> _The task_
Print out all of the data below, keeping it identical to the original.
*-*-*
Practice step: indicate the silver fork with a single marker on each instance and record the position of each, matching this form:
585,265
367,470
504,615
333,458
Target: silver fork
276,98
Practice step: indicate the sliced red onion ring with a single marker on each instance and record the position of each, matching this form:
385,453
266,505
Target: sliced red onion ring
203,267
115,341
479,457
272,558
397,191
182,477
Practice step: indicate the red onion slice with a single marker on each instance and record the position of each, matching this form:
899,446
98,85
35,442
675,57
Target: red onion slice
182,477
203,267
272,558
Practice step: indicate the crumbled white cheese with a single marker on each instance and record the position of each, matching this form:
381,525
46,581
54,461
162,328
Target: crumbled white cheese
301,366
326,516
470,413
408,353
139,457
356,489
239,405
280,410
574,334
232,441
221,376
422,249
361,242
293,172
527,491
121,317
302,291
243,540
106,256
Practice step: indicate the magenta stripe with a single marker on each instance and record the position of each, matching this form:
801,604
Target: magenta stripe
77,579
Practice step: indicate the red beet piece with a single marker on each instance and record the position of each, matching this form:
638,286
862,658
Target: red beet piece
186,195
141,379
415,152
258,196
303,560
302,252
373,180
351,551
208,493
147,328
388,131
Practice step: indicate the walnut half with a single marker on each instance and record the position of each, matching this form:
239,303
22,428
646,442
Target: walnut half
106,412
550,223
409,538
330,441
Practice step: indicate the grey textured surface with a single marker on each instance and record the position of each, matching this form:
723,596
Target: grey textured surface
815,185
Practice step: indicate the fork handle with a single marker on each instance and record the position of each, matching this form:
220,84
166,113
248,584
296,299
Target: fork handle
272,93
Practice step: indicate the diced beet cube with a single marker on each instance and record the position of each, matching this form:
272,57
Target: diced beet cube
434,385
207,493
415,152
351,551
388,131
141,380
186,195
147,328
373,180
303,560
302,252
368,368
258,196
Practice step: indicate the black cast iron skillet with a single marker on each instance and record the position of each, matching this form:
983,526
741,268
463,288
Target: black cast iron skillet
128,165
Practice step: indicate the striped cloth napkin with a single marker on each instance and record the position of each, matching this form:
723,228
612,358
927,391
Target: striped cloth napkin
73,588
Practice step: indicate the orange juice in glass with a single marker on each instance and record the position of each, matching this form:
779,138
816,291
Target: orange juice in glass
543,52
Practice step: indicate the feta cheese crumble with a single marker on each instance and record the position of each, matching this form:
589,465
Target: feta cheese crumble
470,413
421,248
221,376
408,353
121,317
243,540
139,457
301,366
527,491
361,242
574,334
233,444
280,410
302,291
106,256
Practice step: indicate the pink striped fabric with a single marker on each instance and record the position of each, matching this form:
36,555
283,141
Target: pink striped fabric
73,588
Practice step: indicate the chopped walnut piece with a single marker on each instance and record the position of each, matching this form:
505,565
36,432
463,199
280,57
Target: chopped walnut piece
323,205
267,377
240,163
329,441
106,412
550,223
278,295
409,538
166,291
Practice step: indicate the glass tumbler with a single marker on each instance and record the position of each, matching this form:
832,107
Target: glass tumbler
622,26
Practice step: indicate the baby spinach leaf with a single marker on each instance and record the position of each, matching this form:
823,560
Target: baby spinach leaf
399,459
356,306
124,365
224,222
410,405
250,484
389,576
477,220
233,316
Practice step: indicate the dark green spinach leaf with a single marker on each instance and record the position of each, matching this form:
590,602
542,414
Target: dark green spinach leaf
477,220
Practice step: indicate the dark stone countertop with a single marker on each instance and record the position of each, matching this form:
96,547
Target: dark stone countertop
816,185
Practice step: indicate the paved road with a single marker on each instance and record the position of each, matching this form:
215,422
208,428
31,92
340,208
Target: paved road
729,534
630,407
*-*-*
> _Exercise result_
Practice step: indicate the silver fork with a single marker on each instance and record the position of each, matching this form:
585,265
367,470
504,615
333,458
Target: silver fork
276,98
Practice step: indicate the sliced red onion ring with a single marker on each instance and record the position of each, matching this form:
385,453
266,505
Target: sliced red onion ring
203,267
115,341
479,457
272,558
397,191
182,477
Practice step: indicate the red onion slice with a single marker on each instance and record the position of each, matching this form:
899,446
98,85
35,442
675,57
Target: red onion slice
182,477
203,267
272,558
Practice step: indicate the crumbled white cheese with a single marker on each instance and record the position of each, matching this form:
381,525
46,581
54,461
162,328
Target: crumbled white cheese
301,366
326,516
470,413
408,353
139,457
356,489
239,405
280,410
574,334
232,441
221,376
422,249
361,242
293,172
527,491
121,317
302,291
243,540
106,256
Practice step: indicate the magenta stripe with a single marker on each instance and record the position of each, matching this form:
801,604
Target: magenta stripe
77,579
Practice step: indicate the red beet piece with a single marker on each instance and record the position of each, matching this form:
638,286
862,658
Target: red beet piece
186,195
141,379
415,152
258,196
303,560
302,252
373,180
351,551
208,493
147,328
388,131
Practice step: indicate the walnut half with a single marker on each instance and record the position of each, matching this form:
239,303
22,428
646,442
Target: walnut half
106,412
550,223
409,538
330,441
Practice step: indicate the grey textured surface with a single marker on each instance and record the position of each, matching this form:
723,596
Target: grey textured surface
815,185
Practice step: indicate the fork handle with a single marker on each instance and record the position of each, matching this form:
220,84
166,113
248,584
296,299
Target: fork handle
272,93
Practice step: indicate the diced beet cube with a single marker on each instance and record the position of each, matching this form:
272,57
Target: diced beet cube
434,385
207,493
415,152
351,551
388,131
141,380
186,195
147,328
373,180
303,560
302,252
368,368
258,196
Practice step: indicate the black cast iron skillet with a single marker on each instance and record the position of each, matching this form:
983,526
741,268
463,288
Target: black cast iron skillet
128,165
Practice step: indicate the striped cloth napkin with a single marker on each instance and record the position of each, matching this form:
723,228
612,358
927,391
Target: striped cloth napkin
73,588
Practice step: indicate the orange juice in glass with a single marker on each instance and record the position of each, matching this form:
779,138
816,291
Target: orange juice in glass
543,52
Practice step: indicate the feta cheese crumble with a single marker on each instance and record the position of each, matching this form:
589,465
Target: feta cheese crumble
470,413
421,248
221,376
408,353
121,317
243,540
139,457
301,366
527,491
361,242
574,334
233,444
280,410
302,291
106,256
Practice step: indicate the pink striped fabric with a single marker on each instance and record the position of each, matching this form:
36,555
283,141
Target: pink striped fabric
73,588
Practice step: indicate the chopped walnut piece with a single marker on each instance and record the position of each, matching this form:
505,565
36,432
463,199
280,57
Target: chopped walnut piece
323,205
267,377
240,163
329,441
106,412
550,223
278,295
409,538
166,291
Practice step: indicate the glass tumbler with a single marker on each instance and record the position of each, matching this form:
832,107
Target: glass tumbler
622,26
Practice step: indicate the baby spinach leaf with a single marker on each instance and record the position of each, matching this form:
823,560
Target: baby spinach leaf
399,459
356,306
124,365
224,222
410,405
250,484
389,576
477,220
233,316
Practice step: indicate the dark green spinach leaf with a single marker on each instance and record the position of each, matching this form:
590,602
542,414
Target: dark green spinach leaf
477,220
Practice step: indicate the dark stone countertop with a single marker on each instance and record the position of each, matching this form:
96,547
Target: dark stone countertop
816,185
Practice step: indicate the paved road with a single marker on each instance and record the position of each, matching this form:
215,422
208,428
31,92
340,208
Target: paved road
729,534
630,407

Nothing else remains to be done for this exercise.